→ Do this: Pick out every line in the records below that contains the string "axolotl" and copy each of those lines.

--- Begin Source records ---

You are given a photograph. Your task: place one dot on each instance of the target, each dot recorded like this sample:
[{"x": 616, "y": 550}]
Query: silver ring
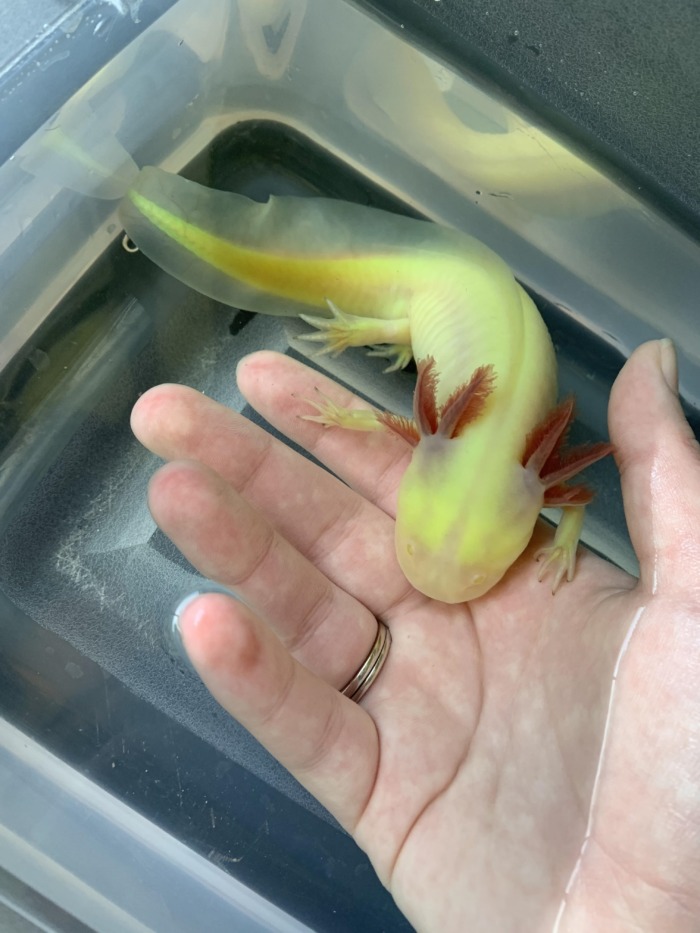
[{"x": 356, "y": 688}]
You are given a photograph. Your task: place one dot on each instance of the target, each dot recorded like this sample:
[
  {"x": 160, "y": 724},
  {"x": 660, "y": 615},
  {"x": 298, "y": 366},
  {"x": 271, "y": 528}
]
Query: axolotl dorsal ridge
[{"x": 486, "y": 434}]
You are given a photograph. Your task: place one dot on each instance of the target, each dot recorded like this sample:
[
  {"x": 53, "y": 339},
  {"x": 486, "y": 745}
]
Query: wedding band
[{"x": 356, "y": 688}]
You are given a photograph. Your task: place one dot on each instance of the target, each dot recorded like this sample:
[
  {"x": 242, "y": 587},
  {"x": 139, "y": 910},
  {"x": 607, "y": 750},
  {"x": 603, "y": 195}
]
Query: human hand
[{"x": 470, "y": 771}]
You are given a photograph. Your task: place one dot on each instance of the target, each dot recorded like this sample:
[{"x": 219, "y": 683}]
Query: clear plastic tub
[{"x": 282, "y": 96}]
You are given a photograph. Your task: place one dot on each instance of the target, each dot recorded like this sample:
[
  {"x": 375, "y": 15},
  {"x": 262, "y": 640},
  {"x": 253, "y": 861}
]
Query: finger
[
  {"x": 231, "y": 542},
  {"x": 371, "y": 462},
  {"x": 659, "y": 465},
  {"x": 327, "y": 742},
  {"x": 349, "y": 539}
]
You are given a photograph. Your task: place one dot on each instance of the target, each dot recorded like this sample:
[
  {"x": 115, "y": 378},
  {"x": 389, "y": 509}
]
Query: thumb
[{"x": 659, "y": 461}]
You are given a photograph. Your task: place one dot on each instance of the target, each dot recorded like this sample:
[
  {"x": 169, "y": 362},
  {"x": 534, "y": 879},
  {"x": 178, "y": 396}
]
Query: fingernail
[
  {"x": 668, "y": 361},
  {"x": 173, "y": 636}
]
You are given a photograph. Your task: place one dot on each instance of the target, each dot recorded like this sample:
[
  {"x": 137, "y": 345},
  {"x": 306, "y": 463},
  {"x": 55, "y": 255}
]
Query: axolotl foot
[{"x": 560, "y": 556}]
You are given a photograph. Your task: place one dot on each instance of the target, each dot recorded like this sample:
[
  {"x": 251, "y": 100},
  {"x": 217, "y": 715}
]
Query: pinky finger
[{"x": 326, "y": 741}]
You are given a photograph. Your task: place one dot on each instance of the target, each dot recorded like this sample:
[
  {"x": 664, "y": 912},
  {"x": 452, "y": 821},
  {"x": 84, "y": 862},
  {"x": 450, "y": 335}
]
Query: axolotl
[{"x": 487, "y": 434}]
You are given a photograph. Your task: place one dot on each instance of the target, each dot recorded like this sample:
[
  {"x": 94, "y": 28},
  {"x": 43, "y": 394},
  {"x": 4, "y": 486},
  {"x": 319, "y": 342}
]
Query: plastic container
[{"x": 127, "y": 798}]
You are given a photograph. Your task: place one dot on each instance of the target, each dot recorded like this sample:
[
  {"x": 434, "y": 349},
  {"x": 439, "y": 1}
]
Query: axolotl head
[{"x": 456, "y": 536}]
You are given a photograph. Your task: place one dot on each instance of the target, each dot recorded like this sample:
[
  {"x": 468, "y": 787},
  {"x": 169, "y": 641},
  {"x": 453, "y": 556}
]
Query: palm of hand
[{"x": 468, "y": 772}]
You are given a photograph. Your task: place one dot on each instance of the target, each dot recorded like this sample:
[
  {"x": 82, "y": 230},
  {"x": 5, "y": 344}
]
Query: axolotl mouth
[{"x": 447, "y": 580}]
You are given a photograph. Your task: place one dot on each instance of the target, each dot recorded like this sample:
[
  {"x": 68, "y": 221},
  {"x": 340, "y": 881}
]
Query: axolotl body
[{"x": 487, "y": 434}]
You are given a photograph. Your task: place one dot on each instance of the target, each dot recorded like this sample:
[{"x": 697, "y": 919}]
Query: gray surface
[{"x": 621, "y": 75}]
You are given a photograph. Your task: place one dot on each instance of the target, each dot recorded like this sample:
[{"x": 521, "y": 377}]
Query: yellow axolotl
[{"x": 486, "y": 432}]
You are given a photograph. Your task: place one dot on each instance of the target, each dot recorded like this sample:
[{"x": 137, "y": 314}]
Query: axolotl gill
[{"x": 487, "y": 434}]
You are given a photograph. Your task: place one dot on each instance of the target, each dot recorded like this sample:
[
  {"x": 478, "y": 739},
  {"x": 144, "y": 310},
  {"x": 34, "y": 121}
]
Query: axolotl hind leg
[
  {"x": 342, "y": 330},
  {"x": 547, "y": 456}
]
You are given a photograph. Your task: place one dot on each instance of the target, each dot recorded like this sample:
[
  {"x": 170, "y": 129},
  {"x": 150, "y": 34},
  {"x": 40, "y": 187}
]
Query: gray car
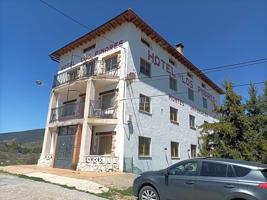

--- End Source records ---

→ Solution:
Query: axolotl dorsal ridge
Query: axolotl foot
Query: axolotl
Query: axolotl head
Query: axolotl mouth
Query: axolotl body
Query: yellow axolotl
Query: axolotl gill
Query: axolotl hind leg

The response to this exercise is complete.